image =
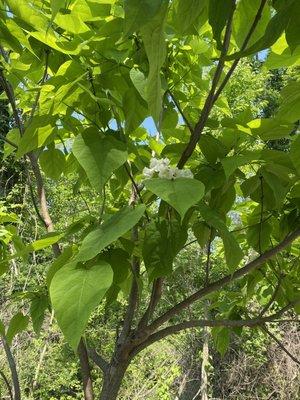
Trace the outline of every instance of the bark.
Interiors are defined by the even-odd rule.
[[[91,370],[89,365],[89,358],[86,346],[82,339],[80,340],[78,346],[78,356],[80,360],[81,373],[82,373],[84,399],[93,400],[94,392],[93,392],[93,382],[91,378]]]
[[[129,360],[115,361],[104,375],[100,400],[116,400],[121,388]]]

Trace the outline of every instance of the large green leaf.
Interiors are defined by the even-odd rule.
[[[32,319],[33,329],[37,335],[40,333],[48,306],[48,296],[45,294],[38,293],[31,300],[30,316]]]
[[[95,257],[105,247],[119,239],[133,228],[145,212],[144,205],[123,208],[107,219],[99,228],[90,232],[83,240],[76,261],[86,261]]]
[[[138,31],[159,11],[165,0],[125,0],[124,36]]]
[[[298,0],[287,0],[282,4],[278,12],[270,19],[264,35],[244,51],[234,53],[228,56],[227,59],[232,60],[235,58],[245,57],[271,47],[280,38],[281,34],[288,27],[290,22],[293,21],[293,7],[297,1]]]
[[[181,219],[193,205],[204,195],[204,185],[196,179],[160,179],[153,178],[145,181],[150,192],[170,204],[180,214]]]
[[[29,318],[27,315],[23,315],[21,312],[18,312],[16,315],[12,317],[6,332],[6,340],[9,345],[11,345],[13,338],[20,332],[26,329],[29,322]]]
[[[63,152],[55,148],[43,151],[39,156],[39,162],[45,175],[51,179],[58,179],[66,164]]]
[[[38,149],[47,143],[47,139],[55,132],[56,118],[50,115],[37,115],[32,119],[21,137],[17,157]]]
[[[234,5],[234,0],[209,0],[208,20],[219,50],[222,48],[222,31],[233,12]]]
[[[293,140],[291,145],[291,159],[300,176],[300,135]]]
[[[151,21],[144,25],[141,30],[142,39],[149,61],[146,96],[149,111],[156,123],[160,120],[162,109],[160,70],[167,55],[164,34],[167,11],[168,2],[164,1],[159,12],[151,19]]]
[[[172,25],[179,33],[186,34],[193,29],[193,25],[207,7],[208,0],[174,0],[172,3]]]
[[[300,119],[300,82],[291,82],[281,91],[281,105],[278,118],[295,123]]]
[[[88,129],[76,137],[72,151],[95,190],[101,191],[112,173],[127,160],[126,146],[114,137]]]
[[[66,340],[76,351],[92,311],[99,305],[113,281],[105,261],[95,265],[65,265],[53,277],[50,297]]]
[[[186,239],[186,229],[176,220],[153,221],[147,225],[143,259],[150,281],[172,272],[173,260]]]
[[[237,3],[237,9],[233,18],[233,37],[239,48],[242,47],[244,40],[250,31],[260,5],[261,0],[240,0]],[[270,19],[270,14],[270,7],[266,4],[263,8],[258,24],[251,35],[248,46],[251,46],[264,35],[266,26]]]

* * *

_Work to complete_: Reproduce exactly the stretch of the material above that starts at the line with "Trace the outline of every instance of the bark." and ends at the line with "Trace the outline of every instance of the large", both included, and nothing else.

_Task result_:
Trace the outline of every instance of the bark.
Interiors are defined by the even-odd rule.
[[[91,370],[89,365],[89,358],[86,346],[82,339],[80,340],[78,346],[78,356],[80,360],[81,373],[82,373],[84,399],[93,400],[94,392],[93,392],[93,382],[91,378]]]
[[[129,360],[115,361],[104,375],[100,400],[116,400],[121,388]]]

Trace the outline of every instance of the large green leaf.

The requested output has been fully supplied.